===== Entries supplied

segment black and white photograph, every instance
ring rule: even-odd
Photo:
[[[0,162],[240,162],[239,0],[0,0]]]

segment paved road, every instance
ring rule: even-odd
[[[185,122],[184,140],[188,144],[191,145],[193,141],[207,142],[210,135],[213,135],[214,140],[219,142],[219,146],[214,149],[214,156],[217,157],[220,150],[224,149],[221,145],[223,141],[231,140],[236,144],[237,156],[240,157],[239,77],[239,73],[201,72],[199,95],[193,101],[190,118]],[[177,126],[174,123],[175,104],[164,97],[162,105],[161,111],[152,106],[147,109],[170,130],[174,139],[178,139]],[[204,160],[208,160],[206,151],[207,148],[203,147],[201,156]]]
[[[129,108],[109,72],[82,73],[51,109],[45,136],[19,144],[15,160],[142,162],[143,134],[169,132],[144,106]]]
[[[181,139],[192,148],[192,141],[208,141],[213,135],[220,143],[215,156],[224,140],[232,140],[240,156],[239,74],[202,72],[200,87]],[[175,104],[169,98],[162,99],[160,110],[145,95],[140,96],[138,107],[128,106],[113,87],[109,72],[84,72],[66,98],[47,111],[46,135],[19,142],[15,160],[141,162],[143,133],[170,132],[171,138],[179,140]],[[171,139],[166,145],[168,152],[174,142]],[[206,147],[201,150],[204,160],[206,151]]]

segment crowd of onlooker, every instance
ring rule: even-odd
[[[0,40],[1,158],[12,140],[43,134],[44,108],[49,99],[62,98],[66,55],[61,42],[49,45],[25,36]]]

==========

### What the exercise asks:
With the line containing "segment paved road, every instance" as the first and the last line of the records as the final one, print exactly the lines in that span.

### Answer for this exercise:
segment paved road, every instance
ring rule: even-odd
[[[185,122],[184,140],[188,144],[191,145],[193,141],[207,142],[210,135],[213,135],[214,140],[219,142],[219,146],[214,149],[214,156],[217,157],[220,150],[224,149],[221,145],[223,141],[231,140],[236,144],[237,156],[240,157],[239,77],[239,73],[201,72],[199,95],[193,101],[190,118]],[[177,126],[174,123],[175,104],[164,97],[162,105],[161,111],[152,106],[147,109],[170,130],[174,139],[178,139]],[[204,160],[208,160],[206,151],[207,148],[203,147],[201,156]]]
[[[129,108],[109,72],[82,73],[51,109],[45,136],[19,144],[15,160],[142,162],[143,134],[169,132],[144,106]]]
[[[181,139],[192,148],[192,141],[208,141],[213,135],[220,143],[215,156],[224,140],[232,140],[240,156],[239,74],[202,72],[200,87]],[[175,104],[169,98],[162,99],[160,110],[145,95],[140,96],[138,107],[128,106],[113,87],[109,72],[84,72],[66,98],[47,111],[46,135],[19,142],[15,160],[141,162],[143,133],[170,132],[171,138],[179,140]],[[171,139],[166,145],[168,152],[174,142]],[[206,147],[201,150],[204,160],[206,151]]]

segment crowd of onlooker, every instance
ring rule: even-odd
[[[0,40],[1,158],[12,140],[43,134],[44,108],[49,99],[62,98],[66,55],[61,42],[49,45],[25,36]]]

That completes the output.